◆ Dataset entries:
● ● ● ●

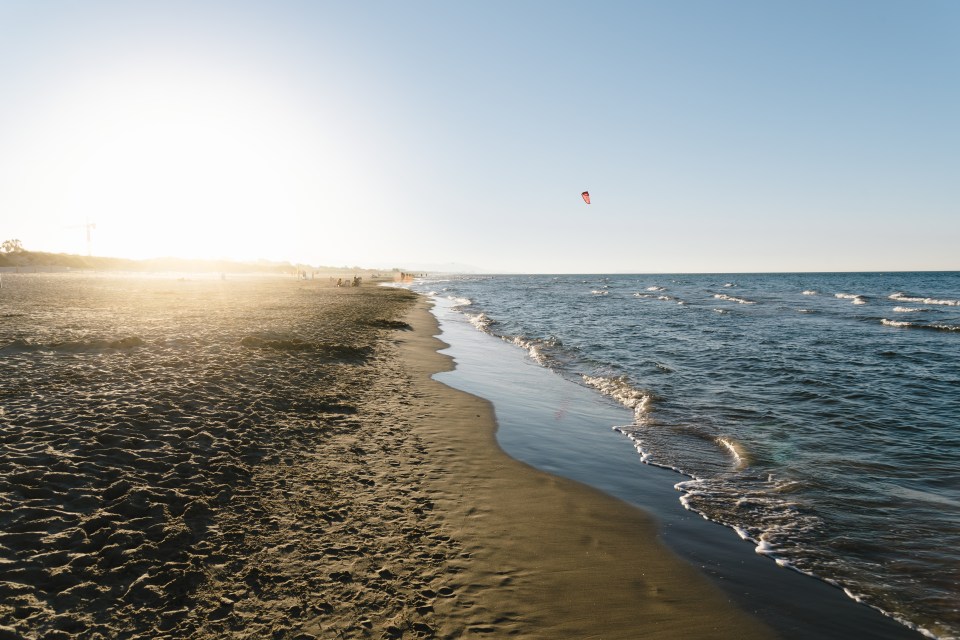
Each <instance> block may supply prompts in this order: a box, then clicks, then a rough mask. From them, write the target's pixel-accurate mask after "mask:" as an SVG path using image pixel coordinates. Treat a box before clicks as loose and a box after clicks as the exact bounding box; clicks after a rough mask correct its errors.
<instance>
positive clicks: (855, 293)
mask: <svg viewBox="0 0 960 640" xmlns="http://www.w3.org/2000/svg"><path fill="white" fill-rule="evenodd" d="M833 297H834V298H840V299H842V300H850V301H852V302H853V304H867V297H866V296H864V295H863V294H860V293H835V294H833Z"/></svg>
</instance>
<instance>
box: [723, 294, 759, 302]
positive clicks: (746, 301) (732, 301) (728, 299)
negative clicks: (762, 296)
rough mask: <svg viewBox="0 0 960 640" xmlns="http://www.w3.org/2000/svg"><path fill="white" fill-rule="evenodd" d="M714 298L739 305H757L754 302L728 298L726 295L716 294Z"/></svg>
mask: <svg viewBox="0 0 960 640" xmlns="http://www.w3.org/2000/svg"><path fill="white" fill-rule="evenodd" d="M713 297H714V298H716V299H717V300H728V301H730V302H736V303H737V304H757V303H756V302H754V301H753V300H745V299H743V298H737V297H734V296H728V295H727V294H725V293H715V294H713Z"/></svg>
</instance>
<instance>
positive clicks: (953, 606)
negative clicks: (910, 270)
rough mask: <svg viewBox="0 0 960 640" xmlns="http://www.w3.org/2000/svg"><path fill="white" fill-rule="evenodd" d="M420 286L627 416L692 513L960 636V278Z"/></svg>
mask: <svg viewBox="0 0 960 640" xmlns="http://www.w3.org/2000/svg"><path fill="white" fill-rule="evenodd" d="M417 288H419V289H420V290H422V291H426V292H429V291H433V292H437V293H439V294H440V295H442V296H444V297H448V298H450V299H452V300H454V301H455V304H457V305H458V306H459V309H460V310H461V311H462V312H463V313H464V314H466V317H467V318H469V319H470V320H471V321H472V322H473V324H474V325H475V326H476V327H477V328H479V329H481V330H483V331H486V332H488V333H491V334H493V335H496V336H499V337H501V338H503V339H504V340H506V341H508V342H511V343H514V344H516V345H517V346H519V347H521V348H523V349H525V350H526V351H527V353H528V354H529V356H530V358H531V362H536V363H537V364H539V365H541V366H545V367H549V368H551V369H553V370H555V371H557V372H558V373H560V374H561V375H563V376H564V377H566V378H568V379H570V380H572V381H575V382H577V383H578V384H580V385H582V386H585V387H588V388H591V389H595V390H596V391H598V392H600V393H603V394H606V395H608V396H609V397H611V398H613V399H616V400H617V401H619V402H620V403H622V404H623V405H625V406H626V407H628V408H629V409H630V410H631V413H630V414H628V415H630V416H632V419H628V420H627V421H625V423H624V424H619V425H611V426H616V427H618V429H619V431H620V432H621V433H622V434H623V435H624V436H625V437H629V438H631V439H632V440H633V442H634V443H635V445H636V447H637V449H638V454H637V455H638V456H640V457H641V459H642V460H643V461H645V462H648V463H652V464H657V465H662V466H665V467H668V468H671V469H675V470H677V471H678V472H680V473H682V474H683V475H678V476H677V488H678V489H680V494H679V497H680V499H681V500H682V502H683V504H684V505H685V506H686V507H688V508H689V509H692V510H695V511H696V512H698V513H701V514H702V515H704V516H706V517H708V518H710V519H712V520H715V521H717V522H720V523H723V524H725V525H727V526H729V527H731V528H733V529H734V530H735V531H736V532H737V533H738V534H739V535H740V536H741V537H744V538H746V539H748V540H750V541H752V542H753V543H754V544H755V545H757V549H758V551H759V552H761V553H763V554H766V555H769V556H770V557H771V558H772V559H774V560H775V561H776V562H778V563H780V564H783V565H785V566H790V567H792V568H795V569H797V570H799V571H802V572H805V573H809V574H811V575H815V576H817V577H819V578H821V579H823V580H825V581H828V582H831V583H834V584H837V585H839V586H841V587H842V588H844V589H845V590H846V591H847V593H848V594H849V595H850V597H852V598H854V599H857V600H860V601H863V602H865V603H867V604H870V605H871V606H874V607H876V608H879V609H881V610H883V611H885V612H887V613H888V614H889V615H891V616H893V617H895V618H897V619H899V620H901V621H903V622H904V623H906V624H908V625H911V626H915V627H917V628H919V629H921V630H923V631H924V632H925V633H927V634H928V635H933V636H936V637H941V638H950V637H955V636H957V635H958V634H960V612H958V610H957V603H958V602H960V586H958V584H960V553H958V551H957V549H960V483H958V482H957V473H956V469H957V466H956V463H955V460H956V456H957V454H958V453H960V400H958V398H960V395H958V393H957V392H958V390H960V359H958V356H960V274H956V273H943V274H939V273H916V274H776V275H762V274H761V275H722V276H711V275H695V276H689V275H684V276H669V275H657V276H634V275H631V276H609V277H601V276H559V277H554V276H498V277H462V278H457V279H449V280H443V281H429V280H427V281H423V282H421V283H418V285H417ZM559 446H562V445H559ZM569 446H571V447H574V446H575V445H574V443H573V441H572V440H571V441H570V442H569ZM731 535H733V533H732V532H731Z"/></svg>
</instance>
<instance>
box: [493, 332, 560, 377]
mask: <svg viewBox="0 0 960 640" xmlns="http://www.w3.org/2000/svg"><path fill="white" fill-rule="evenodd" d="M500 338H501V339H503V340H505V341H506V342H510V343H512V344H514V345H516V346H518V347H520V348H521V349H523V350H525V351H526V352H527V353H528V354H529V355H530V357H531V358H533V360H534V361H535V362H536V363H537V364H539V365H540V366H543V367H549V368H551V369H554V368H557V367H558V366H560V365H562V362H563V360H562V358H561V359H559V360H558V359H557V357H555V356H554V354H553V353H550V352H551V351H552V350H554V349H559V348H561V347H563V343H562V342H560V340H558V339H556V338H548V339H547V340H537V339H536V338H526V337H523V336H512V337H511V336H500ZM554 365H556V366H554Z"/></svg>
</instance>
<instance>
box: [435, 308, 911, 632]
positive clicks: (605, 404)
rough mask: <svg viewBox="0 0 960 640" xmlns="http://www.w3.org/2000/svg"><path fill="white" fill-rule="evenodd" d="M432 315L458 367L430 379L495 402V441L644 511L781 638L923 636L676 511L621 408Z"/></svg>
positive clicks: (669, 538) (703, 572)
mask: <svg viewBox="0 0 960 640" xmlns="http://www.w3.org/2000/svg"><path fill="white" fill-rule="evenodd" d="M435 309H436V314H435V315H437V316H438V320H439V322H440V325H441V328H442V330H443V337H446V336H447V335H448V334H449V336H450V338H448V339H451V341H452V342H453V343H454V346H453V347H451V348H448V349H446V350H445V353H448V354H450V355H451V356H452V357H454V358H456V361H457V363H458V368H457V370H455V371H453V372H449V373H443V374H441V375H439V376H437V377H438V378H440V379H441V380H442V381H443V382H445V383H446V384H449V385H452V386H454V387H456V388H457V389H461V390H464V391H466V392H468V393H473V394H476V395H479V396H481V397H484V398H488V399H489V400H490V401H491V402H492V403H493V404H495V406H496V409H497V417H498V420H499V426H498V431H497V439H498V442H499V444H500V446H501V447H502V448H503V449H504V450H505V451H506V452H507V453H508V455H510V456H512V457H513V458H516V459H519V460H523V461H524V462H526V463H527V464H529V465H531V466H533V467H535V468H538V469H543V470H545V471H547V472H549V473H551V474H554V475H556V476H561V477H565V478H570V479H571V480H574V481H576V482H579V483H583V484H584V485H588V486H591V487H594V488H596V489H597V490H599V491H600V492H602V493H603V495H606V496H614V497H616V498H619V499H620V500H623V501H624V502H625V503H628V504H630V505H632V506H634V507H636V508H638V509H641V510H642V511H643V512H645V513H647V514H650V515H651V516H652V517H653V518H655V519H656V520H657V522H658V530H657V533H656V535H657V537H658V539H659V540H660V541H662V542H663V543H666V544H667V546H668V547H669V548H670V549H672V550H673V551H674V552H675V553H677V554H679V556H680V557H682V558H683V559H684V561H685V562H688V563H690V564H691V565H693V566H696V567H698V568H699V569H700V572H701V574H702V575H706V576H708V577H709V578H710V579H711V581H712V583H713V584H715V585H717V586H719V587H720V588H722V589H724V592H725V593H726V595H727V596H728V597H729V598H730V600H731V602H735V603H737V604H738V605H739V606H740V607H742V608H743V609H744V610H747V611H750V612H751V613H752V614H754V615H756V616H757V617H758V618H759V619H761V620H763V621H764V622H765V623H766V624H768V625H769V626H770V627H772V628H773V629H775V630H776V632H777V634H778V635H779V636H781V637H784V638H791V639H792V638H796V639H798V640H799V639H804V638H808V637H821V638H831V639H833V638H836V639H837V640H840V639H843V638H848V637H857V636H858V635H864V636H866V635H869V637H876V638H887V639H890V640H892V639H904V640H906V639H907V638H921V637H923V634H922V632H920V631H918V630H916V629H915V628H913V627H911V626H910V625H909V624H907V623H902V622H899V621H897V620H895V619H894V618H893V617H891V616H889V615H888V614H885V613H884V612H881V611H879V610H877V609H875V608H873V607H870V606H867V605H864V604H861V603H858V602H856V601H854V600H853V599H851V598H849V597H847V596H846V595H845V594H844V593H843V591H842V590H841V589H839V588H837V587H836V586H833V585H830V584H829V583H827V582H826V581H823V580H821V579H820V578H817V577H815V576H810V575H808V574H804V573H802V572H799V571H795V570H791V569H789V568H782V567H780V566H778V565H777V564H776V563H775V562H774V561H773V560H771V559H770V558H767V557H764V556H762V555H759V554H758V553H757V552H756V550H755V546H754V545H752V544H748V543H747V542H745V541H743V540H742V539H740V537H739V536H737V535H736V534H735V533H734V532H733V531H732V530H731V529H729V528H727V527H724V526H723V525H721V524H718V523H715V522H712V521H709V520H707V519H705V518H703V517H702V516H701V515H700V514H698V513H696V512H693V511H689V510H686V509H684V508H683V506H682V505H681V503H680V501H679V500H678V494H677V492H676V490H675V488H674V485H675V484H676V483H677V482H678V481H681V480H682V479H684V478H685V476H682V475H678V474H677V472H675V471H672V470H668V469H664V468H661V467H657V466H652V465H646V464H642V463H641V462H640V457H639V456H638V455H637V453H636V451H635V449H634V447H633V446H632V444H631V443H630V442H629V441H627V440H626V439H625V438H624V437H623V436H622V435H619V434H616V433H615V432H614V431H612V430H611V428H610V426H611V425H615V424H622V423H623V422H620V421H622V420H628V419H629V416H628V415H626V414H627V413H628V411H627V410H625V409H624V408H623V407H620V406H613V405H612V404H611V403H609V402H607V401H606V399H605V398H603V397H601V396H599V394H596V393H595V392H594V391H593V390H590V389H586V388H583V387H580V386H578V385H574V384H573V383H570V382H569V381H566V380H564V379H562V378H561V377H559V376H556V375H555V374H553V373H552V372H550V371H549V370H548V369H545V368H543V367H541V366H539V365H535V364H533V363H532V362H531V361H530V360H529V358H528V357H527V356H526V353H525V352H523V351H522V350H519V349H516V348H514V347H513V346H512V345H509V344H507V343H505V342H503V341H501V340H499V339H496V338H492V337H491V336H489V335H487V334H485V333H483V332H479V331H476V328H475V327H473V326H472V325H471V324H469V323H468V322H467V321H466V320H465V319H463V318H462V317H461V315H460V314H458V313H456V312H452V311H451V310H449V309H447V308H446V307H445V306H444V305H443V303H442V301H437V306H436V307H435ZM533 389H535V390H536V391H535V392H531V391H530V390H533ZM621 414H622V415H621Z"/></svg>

● ● ● ●

◆ Task objective: Locate each line of the data above that contains the word "negative", and copy those lines out in full.

◆ Output:
negative clicks: (762, 296)
negative clicks: (910, 270)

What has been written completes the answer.